>> START Data to process

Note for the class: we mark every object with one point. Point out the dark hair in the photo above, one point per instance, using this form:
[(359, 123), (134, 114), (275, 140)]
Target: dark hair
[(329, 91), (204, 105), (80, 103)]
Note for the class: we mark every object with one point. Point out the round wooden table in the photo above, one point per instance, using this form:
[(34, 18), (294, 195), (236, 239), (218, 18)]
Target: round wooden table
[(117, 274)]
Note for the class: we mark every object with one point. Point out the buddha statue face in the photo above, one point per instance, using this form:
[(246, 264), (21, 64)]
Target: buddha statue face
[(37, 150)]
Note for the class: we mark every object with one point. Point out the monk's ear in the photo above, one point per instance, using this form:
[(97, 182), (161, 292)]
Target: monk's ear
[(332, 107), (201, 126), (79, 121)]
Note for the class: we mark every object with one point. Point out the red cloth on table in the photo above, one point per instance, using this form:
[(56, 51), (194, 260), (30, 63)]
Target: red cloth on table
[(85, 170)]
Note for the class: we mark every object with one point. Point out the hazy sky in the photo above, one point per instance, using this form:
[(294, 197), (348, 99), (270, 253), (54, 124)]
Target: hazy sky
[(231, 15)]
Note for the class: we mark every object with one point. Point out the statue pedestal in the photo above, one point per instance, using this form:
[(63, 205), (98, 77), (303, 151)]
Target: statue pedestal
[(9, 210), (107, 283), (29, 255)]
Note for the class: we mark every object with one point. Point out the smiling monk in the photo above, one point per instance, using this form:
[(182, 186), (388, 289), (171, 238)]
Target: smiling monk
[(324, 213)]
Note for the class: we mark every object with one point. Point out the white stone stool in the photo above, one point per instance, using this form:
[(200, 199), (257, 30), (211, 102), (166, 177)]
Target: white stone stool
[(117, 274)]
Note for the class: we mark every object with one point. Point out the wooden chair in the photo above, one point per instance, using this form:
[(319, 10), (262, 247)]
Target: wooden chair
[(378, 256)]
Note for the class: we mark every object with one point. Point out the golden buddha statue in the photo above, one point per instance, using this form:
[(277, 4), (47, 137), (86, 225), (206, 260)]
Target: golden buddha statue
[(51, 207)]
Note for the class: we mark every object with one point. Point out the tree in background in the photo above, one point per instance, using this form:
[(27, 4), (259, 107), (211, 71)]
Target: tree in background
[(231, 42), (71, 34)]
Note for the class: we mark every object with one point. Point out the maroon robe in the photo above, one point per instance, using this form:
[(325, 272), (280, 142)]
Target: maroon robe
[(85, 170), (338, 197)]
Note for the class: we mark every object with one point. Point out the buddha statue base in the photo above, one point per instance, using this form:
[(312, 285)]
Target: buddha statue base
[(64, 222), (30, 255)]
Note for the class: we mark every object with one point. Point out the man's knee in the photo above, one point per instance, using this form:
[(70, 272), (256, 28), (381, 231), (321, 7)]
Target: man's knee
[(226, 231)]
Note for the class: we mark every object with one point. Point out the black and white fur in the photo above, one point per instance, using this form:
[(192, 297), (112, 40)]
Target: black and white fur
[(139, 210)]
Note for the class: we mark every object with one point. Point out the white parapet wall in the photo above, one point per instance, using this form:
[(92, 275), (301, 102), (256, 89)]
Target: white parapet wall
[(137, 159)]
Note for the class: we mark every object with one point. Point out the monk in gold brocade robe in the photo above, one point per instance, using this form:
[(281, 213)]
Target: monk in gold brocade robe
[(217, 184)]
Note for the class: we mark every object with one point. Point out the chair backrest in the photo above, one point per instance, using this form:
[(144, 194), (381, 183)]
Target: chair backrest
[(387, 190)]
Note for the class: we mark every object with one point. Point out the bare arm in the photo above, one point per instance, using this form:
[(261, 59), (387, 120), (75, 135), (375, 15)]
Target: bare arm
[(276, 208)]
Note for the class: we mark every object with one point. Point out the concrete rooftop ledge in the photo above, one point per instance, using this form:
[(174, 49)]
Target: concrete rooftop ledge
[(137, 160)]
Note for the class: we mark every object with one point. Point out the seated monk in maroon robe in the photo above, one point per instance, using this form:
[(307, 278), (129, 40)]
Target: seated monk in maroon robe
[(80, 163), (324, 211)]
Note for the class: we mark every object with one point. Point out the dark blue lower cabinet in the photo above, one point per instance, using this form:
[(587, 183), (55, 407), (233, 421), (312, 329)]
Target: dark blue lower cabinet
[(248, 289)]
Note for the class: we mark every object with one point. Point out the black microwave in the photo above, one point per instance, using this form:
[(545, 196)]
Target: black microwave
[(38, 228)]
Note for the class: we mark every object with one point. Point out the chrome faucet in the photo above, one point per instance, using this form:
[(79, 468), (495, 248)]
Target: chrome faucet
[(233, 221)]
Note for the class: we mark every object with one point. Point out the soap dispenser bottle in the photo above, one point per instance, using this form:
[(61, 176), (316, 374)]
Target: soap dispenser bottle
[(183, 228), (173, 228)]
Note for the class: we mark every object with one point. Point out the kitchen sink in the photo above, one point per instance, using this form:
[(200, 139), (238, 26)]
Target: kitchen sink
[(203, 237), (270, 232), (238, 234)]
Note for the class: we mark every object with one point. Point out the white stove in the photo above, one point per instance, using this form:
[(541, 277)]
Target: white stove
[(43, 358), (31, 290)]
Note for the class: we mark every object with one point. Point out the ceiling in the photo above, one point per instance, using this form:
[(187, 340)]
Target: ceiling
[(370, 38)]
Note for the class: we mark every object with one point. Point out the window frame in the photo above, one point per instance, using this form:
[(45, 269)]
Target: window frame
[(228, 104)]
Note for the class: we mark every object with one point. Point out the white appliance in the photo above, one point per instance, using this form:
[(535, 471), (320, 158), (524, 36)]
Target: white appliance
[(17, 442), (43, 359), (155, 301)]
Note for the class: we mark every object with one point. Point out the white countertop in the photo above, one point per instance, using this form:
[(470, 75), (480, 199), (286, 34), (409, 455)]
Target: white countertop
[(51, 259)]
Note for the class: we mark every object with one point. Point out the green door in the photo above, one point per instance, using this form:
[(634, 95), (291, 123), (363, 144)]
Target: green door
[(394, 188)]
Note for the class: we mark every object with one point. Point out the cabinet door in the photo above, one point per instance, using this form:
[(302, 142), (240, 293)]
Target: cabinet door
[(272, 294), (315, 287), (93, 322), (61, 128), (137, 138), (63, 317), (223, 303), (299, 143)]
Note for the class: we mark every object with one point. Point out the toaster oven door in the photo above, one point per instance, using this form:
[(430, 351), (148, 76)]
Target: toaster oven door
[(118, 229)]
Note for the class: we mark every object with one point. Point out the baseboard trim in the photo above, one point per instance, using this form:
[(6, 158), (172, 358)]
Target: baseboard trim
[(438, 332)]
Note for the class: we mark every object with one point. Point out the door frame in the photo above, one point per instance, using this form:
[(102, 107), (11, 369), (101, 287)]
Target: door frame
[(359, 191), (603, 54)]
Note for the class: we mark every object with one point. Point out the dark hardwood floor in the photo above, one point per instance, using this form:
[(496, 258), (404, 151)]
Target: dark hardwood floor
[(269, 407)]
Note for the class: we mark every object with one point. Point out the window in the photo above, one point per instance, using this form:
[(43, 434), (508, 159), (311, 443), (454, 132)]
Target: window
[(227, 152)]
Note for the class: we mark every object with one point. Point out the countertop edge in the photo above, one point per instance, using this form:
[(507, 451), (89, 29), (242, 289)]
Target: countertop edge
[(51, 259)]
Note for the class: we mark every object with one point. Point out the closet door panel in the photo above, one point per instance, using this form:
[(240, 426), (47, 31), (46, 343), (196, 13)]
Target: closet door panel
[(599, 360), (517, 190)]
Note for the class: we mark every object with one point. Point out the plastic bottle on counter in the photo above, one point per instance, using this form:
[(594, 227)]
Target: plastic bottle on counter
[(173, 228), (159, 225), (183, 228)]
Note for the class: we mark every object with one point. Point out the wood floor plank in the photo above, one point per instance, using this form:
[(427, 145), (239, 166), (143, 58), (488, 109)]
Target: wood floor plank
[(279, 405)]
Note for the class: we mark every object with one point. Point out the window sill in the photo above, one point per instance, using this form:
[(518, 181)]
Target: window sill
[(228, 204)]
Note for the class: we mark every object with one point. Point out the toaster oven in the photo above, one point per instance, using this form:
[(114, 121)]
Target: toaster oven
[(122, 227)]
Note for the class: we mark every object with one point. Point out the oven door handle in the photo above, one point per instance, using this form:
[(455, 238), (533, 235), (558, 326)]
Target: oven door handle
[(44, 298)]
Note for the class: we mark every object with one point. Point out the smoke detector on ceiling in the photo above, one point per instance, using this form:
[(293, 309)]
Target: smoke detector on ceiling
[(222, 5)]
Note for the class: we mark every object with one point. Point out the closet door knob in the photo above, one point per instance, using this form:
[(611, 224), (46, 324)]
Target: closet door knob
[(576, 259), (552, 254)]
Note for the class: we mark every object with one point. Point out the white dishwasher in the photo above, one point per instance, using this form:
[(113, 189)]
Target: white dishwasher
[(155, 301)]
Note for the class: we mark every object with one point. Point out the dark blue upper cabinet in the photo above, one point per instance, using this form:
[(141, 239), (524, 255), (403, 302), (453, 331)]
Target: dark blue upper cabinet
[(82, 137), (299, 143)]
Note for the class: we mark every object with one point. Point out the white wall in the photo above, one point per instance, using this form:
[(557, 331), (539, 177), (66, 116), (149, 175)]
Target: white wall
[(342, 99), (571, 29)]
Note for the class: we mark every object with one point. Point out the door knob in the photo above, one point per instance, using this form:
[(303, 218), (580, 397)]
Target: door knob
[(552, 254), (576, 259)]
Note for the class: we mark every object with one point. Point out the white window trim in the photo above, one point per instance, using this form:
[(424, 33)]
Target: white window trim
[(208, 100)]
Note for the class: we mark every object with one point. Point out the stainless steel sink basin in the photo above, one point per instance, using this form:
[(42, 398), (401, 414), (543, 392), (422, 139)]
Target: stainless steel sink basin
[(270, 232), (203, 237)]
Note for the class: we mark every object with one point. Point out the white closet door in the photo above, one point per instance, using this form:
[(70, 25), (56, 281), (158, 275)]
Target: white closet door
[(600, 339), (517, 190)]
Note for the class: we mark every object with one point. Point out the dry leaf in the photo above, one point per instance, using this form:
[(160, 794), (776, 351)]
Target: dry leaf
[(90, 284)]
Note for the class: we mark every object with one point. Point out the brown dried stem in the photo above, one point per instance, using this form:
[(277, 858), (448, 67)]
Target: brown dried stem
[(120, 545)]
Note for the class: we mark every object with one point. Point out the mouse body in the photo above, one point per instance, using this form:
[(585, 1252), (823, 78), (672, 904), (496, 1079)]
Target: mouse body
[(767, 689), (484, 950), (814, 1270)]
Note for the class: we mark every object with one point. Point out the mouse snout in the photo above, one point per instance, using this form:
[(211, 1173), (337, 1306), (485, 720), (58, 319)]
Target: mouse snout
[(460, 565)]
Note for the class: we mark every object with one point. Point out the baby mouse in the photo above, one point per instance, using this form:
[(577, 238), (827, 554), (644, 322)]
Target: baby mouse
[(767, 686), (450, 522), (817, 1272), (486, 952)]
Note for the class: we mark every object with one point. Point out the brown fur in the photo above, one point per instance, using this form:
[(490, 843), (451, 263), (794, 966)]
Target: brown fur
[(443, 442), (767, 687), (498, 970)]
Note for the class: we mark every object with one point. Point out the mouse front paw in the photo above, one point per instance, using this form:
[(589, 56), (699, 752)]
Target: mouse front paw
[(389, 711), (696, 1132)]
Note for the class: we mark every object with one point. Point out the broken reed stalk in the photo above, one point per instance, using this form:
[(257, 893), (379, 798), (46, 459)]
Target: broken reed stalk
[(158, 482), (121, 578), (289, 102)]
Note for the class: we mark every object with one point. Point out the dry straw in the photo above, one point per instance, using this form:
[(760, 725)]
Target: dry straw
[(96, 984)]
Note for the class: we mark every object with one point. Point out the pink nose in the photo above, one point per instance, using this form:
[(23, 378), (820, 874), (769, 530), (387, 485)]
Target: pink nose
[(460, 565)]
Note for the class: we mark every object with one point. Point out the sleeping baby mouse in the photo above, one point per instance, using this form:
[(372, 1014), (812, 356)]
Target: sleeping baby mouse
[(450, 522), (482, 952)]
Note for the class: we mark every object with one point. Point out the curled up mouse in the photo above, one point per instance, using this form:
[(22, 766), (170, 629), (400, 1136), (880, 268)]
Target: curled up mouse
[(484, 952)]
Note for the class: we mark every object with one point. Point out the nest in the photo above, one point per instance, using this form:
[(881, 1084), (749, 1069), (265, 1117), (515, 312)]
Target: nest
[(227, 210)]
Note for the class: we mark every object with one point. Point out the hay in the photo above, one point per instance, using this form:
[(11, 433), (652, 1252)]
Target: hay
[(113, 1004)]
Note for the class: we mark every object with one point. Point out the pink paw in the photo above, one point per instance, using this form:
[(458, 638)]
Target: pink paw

>> END Data to process

● What you are asked to do
Starting at the first line of the rows above and ending at the line that contains "[(37, 150)]", lay out those lines as a numbered list, leaving out any blank lines.

● Result of this task
1. Note for the class: we mark every object with one point. Point out the dark hair in the photo above, one point per instance, using this form:
2. [(359, 123), (134, 114), (275, 140)]
3. Target: dark hair
4. [(329, 91), (204, 105), (80, 103)]
5. Note for the class: we mark every object with one point. Point out the round wooden table in the photo above, one point per instance, using this form:
6. [(34, 18), (294, 195), (236, 239), (218, 18)]
7. Target: round wooden table
8. [(117, 274)]
9. Note for the class: we mark every object with one point. Point out the buddha statue face in the photo above, one point per instance, using this form:
10. [(246, 264), (21, 64)]
11. Target: buddha statue face
12. [(37, 150)]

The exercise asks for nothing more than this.